WHAT YOU SHOULD DO: In the data below, take the part that opens with the line containing "query: toy inside box" and closes with the line containing "[[[58,68],[25,68],[23,72],[18,103],[48,103],[53,99],[58,79]]]", both included, and rewrite it as a JSON list of strings with one string per line, leaving out blank lines. Include no other lines.

EXERCISE INPUTS:
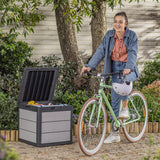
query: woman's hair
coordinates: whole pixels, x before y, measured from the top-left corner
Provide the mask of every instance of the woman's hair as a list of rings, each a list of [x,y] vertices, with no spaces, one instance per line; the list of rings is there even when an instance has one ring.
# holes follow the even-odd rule
[[[115,16],[114,16],[114,19],[115,19],[115,17],[117,17],[117,16],[122,16],[122,17],[124,17],[124,19],[125,19],[125,21],[126,21],[126,23],[127,23],[127,25],[128,25],[128,17],[127,17],[127,15],[126,15],[125,12],[118,12],[118,13],[116,13]]]

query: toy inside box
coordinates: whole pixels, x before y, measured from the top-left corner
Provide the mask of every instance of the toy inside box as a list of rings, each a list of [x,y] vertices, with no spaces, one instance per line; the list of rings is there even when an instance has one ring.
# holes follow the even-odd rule
[[[72,143],[72,112],[52,102],[57,68],[25,68],[18,98],[19,141],[35,146]]]

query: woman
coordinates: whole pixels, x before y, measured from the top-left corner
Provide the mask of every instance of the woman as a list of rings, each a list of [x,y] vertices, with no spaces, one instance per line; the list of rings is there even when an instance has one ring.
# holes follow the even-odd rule
[[[125,12],[119,12],[114,16],[114,29],[109,30],[104,36],[101,45],[97,48],[89,63],[82,68],[81,74],[87,70],[95,70],[95,67],[104,58],[104,74],[123,70],[126,79],[131,83],[139,77],[137,61],[137,36],[127,28],[128,18]],[[134,72],[131,70],[134,69]],[[122,83],[116,75],[112,77],[112,83]],[[119,114],[119,106],[122,100],[122,111]],[[111,90],[111,105],[115,115],[125,119],[129,117],[128,95],[121,96]],[[104,143],[120,142],[119,130],[112,132]]]

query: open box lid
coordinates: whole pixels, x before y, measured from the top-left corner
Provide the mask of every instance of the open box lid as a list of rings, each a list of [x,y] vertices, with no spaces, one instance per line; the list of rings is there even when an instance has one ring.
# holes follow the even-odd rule
[[[58,68],[25,68],[23,72],[18,103],[48,103],[53,99],[58,79]]]

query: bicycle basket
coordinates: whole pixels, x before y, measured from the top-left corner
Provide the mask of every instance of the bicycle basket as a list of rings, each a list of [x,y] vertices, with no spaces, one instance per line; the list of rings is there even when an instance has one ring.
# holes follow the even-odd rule
[[[122,96],[129,95],[132,91],[133,83],[132,82],[124,82],[120,83],[112,83],[114,91]]]

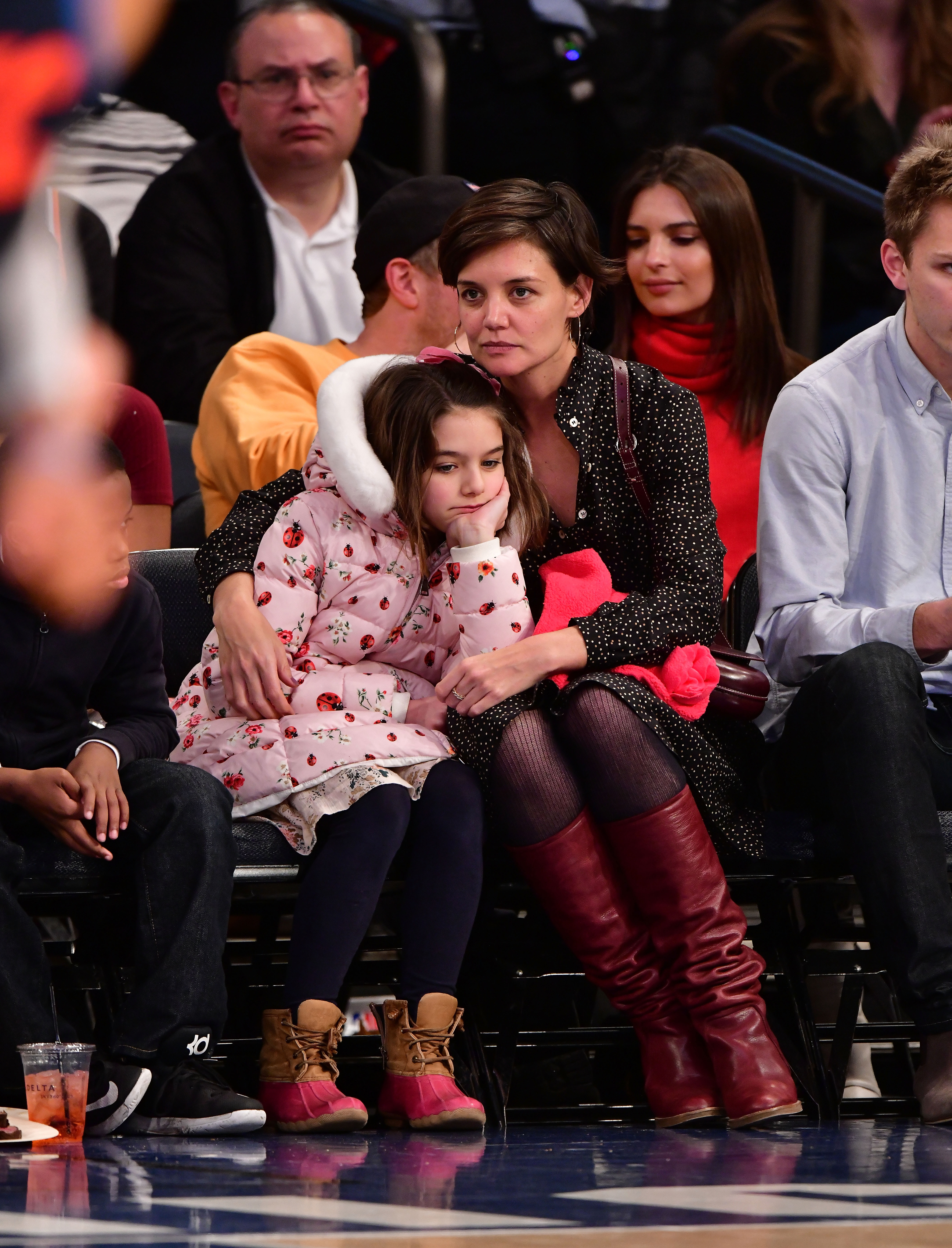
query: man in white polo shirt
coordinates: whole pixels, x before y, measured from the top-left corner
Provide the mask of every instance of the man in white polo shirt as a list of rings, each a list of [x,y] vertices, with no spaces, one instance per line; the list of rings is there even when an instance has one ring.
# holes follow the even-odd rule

TASK OUTPUT:
[
  "query: toy inside box",
  "coordinates: whole pixels, x before y, measured from the top-left corner",
  "Provide the mask of every instance of the toy inside box as a list of rings, each a list of [x,y] vertices, with no spaces, one instance per line; the list of rings is there even when an instance has one ring.",
  "# holes follow the even-odd rule",
  "[[[72,143],[72,112],[52,102],[57,68],[25,68],[18,98],[19,141],[35,146]]]",
  "query: woman",
  "coordinates: whole pixels, x before y, measured from the top-left corner",
  "Provide the mask of every instance of the woman as a list of rings, each a list of [x,y] vertices, with no spaces, one instance per line; the list of rings is there even when an instance has one ring.",
  "# holes follow the even-odd rule",
  "[[[125,12],[119,12],[114,16],[114,29],[109,30],[104,36],[101,45],[97,48],[89,63],[82,68],[81,74],[87,70],[95,70],[95,67],[104,58],[104,74],[123,70],[126,79],[131,83],[139,77],[137,61],[137,36],[127,28],[128,18]],[[134,72],[131,70],[134,69]],[[122,83],[116,75],[112,77],[112,83]],[[119,114],[119,106],[122,100],[122,111]],[[111,90],[111,105],[115,115],[125,119],[129,117],[128,95],[121,96]],[[104,143],[120,142],[119,130],[112,132]]]",
  "query: open box lid",
  "coordinates: whole pixels, x before y, measured from the top-left corner",
  "Provide the mask of every instance of the open box lid as a list of rings, each a list of [x,y] vertices, with no spaces, one instance per line; the list of rings is there even when an instance has one ring.",
  "# holes follow the even-odd rule",
  "[[[58,68],[25,68],[23,72],[18,103],[48,103],[53,99],[58,79]]]"
]